>>>

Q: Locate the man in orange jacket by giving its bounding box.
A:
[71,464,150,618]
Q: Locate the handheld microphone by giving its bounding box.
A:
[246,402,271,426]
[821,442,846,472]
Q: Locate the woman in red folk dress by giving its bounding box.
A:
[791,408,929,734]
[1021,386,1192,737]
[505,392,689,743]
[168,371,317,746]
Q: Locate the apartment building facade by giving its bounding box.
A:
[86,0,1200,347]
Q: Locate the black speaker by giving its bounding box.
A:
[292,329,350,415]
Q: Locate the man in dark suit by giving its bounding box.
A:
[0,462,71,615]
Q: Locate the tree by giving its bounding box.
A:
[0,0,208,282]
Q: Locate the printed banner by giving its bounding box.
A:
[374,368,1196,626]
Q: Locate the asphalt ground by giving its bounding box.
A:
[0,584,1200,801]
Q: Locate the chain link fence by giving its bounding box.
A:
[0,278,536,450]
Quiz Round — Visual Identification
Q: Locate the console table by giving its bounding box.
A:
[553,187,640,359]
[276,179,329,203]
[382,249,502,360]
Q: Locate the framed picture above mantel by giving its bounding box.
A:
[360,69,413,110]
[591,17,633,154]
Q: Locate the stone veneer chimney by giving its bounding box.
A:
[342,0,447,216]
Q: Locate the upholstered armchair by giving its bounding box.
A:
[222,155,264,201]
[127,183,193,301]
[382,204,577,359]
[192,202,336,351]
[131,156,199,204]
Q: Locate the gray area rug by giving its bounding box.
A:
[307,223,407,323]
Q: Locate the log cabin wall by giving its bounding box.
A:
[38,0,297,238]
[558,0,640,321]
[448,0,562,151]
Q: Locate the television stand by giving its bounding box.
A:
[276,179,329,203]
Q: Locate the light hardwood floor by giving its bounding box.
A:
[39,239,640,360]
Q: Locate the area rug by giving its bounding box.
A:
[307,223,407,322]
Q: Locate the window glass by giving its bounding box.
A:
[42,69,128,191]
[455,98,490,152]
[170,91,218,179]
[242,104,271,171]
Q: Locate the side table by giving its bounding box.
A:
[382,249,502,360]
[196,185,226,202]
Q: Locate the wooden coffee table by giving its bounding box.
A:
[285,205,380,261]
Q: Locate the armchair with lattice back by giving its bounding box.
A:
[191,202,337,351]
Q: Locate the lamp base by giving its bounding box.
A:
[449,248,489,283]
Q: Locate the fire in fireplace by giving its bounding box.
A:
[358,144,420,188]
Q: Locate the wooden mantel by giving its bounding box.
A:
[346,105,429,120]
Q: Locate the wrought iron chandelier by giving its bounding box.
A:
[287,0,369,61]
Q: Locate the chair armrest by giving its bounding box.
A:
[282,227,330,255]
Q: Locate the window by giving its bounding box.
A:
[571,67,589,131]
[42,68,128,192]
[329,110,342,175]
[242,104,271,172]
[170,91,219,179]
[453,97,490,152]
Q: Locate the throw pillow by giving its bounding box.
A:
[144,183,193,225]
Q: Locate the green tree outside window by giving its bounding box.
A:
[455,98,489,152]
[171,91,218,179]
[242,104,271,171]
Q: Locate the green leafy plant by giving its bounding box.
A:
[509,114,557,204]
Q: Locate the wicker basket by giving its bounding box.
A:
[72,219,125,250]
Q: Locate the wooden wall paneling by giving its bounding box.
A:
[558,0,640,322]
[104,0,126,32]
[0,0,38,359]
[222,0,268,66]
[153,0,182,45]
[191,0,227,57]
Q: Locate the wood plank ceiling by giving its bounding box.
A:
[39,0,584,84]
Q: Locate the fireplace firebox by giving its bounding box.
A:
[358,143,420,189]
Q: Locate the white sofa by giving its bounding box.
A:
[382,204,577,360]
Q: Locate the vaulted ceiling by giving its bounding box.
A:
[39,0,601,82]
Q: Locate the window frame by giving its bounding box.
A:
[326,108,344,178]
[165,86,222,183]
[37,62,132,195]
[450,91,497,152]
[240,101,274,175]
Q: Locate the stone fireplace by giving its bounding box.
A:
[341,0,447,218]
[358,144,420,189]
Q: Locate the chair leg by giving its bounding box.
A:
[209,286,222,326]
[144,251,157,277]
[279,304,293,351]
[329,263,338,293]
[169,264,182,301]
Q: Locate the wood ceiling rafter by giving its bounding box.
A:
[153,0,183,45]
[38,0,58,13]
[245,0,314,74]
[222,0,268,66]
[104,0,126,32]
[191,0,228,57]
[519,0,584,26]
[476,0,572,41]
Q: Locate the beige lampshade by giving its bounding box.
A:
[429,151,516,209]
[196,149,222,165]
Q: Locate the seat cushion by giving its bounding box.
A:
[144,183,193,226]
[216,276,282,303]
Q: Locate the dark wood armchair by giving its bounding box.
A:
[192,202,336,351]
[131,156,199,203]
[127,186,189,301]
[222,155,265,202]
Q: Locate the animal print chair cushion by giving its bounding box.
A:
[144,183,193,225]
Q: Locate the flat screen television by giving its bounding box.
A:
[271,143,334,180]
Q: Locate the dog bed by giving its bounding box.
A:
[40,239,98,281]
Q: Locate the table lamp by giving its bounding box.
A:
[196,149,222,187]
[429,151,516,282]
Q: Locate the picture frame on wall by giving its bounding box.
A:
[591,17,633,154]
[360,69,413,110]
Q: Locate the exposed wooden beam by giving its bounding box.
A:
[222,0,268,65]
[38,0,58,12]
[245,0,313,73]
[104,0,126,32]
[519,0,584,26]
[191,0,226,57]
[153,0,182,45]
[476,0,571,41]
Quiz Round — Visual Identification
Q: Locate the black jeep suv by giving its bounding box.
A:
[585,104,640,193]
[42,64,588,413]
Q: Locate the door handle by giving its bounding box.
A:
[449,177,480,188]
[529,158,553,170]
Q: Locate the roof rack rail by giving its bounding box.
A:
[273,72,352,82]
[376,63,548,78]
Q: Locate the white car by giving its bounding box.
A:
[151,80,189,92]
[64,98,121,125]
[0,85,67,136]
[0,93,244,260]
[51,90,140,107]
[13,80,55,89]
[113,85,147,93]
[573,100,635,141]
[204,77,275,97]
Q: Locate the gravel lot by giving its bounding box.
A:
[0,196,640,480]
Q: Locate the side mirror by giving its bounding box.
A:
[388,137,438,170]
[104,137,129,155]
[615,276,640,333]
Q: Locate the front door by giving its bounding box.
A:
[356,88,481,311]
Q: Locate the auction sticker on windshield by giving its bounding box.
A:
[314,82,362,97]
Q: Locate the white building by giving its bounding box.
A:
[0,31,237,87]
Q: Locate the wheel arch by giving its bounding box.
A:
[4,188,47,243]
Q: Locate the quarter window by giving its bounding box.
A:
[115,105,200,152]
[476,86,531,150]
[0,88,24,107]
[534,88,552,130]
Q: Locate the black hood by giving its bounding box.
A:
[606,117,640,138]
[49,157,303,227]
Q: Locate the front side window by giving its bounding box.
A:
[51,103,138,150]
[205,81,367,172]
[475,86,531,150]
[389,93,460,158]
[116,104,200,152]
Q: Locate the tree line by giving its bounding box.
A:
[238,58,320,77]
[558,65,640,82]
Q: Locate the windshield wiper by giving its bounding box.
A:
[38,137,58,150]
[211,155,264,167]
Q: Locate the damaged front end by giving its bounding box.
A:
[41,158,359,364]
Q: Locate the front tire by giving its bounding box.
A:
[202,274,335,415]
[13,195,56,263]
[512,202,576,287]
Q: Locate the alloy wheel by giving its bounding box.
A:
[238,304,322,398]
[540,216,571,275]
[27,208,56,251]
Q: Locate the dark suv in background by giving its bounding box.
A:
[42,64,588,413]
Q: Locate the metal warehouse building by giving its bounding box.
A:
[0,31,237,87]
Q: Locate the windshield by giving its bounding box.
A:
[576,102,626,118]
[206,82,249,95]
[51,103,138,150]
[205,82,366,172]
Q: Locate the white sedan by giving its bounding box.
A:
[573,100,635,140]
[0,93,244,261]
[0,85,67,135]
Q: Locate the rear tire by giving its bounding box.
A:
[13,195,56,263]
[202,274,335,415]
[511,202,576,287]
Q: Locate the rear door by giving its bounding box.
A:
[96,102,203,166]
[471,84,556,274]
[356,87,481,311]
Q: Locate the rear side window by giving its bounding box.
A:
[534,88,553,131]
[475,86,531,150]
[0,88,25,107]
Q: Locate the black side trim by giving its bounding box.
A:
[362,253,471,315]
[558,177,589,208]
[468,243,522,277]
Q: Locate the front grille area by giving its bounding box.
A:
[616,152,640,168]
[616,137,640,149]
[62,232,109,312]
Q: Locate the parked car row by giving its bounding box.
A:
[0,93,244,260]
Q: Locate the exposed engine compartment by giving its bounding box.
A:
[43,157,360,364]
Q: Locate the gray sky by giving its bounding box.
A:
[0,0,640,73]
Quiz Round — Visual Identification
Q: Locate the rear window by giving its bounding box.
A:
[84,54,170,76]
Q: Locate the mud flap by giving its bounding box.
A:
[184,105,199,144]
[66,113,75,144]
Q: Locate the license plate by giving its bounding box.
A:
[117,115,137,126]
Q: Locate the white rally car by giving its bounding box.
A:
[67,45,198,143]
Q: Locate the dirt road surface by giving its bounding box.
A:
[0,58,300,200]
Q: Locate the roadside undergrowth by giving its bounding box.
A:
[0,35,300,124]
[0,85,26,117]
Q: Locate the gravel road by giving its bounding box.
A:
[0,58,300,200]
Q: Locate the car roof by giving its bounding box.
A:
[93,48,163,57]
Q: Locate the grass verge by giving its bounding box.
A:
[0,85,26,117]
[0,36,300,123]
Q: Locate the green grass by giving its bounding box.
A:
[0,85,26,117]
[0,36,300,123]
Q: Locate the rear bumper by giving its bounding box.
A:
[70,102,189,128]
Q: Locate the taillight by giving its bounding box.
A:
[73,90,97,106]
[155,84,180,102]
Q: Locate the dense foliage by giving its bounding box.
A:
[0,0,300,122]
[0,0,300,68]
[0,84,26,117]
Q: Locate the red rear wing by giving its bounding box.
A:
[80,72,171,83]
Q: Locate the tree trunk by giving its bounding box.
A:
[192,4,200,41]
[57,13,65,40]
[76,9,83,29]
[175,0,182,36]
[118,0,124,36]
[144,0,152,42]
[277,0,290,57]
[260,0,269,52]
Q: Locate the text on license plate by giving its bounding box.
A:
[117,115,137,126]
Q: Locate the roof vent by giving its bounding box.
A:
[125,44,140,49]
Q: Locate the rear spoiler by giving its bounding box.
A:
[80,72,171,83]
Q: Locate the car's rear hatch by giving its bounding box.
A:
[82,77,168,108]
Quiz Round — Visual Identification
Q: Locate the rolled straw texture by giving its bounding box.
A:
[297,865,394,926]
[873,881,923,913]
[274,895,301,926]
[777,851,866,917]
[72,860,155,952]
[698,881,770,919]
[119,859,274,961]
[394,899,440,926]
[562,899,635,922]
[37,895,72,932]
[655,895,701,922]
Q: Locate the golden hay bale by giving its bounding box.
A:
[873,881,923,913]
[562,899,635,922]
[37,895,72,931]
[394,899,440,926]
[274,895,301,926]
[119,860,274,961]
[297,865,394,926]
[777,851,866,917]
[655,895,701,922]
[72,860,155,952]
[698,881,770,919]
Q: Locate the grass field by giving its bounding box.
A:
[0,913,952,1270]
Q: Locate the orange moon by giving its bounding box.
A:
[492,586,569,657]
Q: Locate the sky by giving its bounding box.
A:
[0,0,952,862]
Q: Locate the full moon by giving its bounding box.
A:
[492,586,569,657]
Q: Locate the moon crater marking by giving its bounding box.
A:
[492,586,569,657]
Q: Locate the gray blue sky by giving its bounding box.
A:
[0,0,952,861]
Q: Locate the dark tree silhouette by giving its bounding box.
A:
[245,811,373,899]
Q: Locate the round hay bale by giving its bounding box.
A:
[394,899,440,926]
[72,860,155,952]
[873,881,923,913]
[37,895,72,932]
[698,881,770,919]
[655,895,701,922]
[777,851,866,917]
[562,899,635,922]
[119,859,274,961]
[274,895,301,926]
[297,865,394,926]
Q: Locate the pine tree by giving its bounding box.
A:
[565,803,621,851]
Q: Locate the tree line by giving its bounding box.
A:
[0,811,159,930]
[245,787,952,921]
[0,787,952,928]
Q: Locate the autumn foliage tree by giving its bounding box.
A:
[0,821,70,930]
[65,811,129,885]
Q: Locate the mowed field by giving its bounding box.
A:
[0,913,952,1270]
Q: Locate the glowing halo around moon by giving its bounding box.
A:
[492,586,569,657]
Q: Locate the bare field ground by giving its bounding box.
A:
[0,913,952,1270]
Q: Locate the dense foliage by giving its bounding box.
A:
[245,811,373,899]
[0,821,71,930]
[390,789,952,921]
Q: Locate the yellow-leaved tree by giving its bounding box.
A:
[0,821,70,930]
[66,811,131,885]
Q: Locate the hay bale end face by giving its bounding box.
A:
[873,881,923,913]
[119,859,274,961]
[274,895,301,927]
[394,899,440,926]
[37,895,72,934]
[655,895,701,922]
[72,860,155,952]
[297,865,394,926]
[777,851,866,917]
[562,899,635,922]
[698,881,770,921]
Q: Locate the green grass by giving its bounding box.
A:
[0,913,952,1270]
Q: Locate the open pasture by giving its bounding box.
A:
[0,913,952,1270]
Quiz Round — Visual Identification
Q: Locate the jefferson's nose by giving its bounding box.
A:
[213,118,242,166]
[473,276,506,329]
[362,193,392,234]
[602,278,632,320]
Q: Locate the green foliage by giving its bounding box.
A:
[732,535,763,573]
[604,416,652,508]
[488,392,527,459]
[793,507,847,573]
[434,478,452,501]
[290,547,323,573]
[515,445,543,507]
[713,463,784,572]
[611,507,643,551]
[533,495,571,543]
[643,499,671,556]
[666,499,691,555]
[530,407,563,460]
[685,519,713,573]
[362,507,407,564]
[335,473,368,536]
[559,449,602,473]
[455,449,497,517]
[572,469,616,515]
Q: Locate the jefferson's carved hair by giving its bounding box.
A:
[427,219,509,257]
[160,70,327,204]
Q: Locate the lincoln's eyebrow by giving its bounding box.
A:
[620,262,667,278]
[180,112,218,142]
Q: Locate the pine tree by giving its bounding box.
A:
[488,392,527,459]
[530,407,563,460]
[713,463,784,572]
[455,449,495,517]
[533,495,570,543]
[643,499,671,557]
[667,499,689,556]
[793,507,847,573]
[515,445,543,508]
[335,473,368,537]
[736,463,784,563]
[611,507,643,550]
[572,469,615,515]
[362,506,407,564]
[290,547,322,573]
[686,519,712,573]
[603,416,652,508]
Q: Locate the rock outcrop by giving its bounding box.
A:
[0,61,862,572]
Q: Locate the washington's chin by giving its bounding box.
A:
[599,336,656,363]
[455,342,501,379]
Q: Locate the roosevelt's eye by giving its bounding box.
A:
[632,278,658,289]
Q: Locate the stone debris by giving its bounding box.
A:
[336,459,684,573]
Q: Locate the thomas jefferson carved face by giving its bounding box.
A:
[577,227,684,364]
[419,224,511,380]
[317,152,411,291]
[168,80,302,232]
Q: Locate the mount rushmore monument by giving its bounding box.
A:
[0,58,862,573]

<<<

[The exercise] Return the lines from the one containing "Q: Locate the rear spoiler" through the one containing "[82,77,168,108]", both included, reproducing them exactly.

[Worked answer]
Q: Locate the rear spoiler by giving its bounding box.
A:
[80,72,171,83]
Q: Locate the car's rear hatch by giving its bounding box.
A:
[82,77,168,108]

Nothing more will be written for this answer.